My mavens on the floor see $100 million to buy market on close.
In terms of sectors, buys seen in telecom ($60 million) and financials ($45 million); sales seen in consumer staples ($25 million) and energy ($22 million).
In terms of individual equities, buys are in Verizon (VZ, $60 million), Exxon Mobil (XOM, $35 million) and State Street (STT, $30 million); sales are in Hess (HES, $30 million), Lorillard (LO, $25 million) and AIG (AIG, $23 million).
Let's Go to the Tape! (Part Deux)
- Without further ado, here is Diana Olick discussing the housing outlook.
As promised, here is the video of the lynx-eyed Diana Olick discuss the housing outlook on CNBC.
As mentioned previously, some of her observations modify my opening missive.
Parting With Procter
- From my perch, the shares are now fully priced with an uninspiring risk/reward.
Housekeeping item: Procter & Gamble (PG) has had a big run after its fourth-quarter 2012 earnings beat.
From my perch, the shares are now fully priced with an uninspiring risk/reward, and I have sold most of my long position in this name.
Dearth of First-Time Homebuyers
- Diana Olick discusses this issue on CNBC.
CNBC's Diana Olick with a good conversation on the dearth of first-time buyers in the U.S. housing market.
It reinforces my points this morning, and I will post the video when available.
Bidding for Northwest Bancshares
- Otherwise doing nothing.
I am bidding for Northwest Bancshares (NWBI) at $12.20.
Otherwise doing nothing.
They Just Can't Bear It
- I remain a remnant.
It is remarkable to me how few bears remain.
I just finished watching a CNBC segment, interviewing two recently converted bearish strategists whose previous fundamental concerns remain intact but their overall market view has changed to bullish as the stampede higher has drawn them into the fold.
While I recognize the power of the crowd and of price momentum, I remain a remnant, and I continue to harbor numerous market concerns.
Let's Go to the Tape!
- Here it is.
Here is a video of my appearance on "Fast Money Halftime Report."
Inconceivable!
- Investing lessons from Sicily.
Here is a question from a subscriber (my friend/buddy/pal Roguey) in our Comments section:
Question "Theoretically stocks can move down,no?"
Answer:Inconceivable!
Short Selling
- I discussed the subject on 'Fast Money Halftime Report.'
On "Fast Money Halftime Report," we briefly discussed short selling.
Here is the column I recently wrote on the subject in my diary.
Breadth Check
- Here's a whiff.
Below is a look at breadth at midday.
- S&P 500: 201 advancers to 291 decliners
- NYSE: 842 advancers to 977 decliners
- Nasdaq: 1,166 advancers to 944 decliners
- Russell 2000: 1,076 advancers to 806 decliners
Volume on the S&P is 7% lower than past 10-day average, 2% lower than past 30-day average and 6% lower than Friday's volume for this time of day.

*Information provided*
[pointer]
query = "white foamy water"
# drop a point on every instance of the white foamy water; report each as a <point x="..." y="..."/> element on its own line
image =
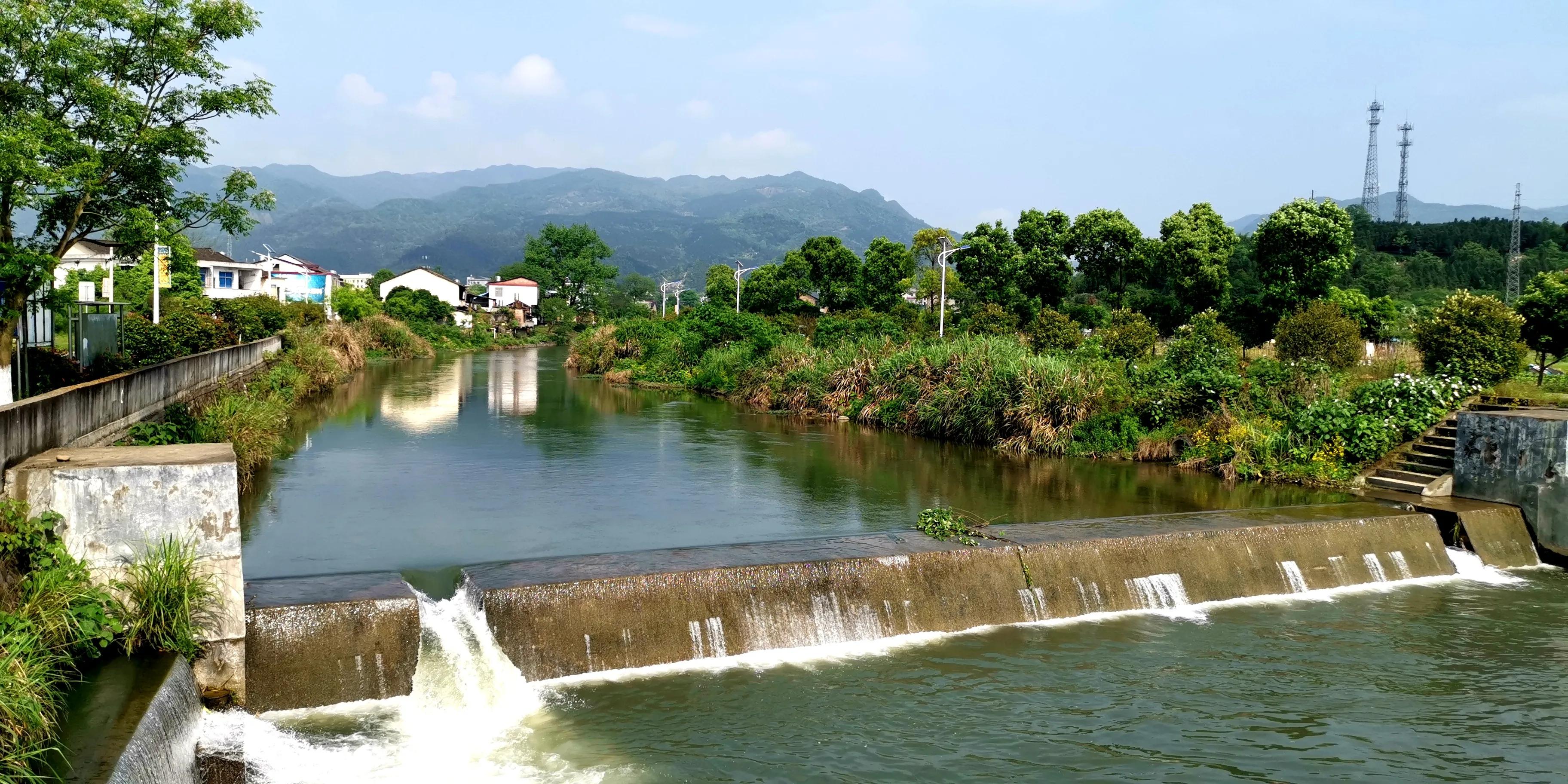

*What this exercise asks*
1/ Reproduce word for word the part of the market diary between "CNBC's Diana Olick" and "Here it is.", inclusive.
2/ List every stock ticker symbol given in parentheses in the market diary.
3/ Answer these questions from the market diary:
(a) At what price is the author bidding for Northwest Bancshares?
(b) How many Nasdaq advancers were counted at midday?
(c) In which sector were buys of $60 million seen?

*Task solutions*
1/
CNBC's Diana Olick with a good conversation on the dearth of first-time buyers in the U.S. housing market.
It reinforces my points this morning, and I will post the video when available.
Bidding for Northwest Bancshares
- Otherwise doing nothing.
I am bidding for Northwest Bancshares (NWBI) at $12.20.
Otherwise doing nothing.
They Just Can't Bear It
- I remain a remnant.
It is remarkable to me how few bears remain.
I just finished watching a CNBC segment, interviewing two recently converted bearish strategists whose previous fundamental concerns remain intact but their overall market view has changed to bullish as the stampede higher has drawn them into the fold.
While I recognize the power of the crowd and of price momentum, I remain a remnant, and I continue to harbor numerous market concerns.
Let's Go to the Tape!
- Here it is.

2/
VZ
XOM
STT
HES
LO
AIG
PG
NWBI

3/
(a) $12.20
(b) 1,166
(c) Telecom